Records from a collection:

--------------------------------------------------

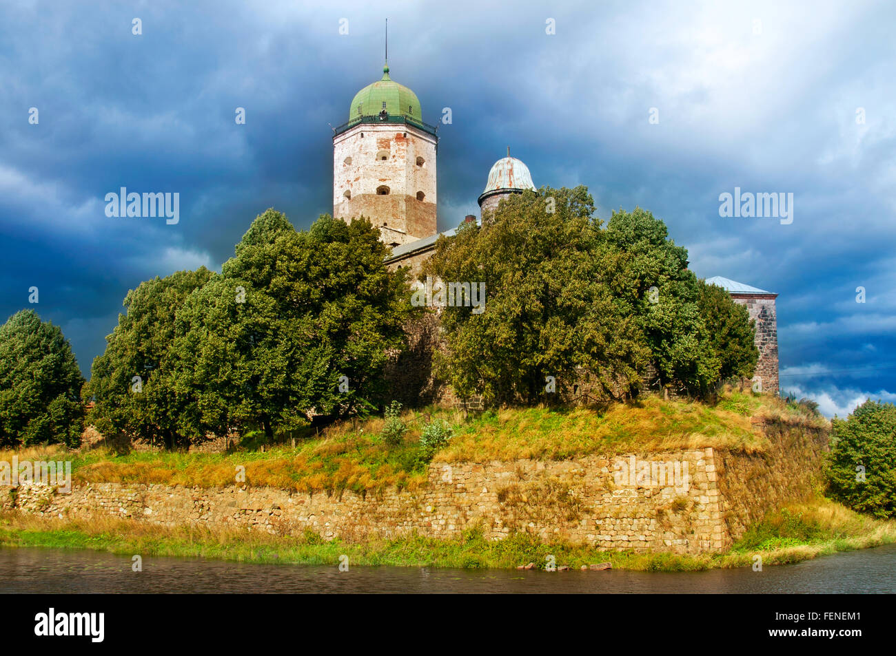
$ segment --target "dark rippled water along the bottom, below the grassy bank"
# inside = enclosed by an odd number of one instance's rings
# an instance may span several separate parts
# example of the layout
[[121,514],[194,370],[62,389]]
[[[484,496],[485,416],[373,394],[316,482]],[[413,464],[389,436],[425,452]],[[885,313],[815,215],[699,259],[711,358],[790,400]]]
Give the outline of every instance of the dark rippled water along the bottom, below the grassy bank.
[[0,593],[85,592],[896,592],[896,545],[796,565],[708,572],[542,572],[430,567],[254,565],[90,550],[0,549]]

--------------------------------------------------

Could you output the full set of entries exactly, skipping every picture?

$ segment --target "dark rippled water along the bottom, below the grassy bank"
# inside = enclosed by an odd number of one instance's rings
# an instance may span several separate parts
# example of the layout
[[121,514],[194,370],[62,389]]
[[[484,496],[485,416],[373,394],[316,482]],[[413,464],[389,436],[425,452]],[[885,313],[815,215],[699,259],[711,358],[790,400]]]
Give the outline of every instance of the dark rippled water along the bottom, below the grassy bank.
[[0,593],[85,592],[896,592],[896,545],[796,565],[708,572],[542,572],[430,567],[254,565],[90,550],[0,549]]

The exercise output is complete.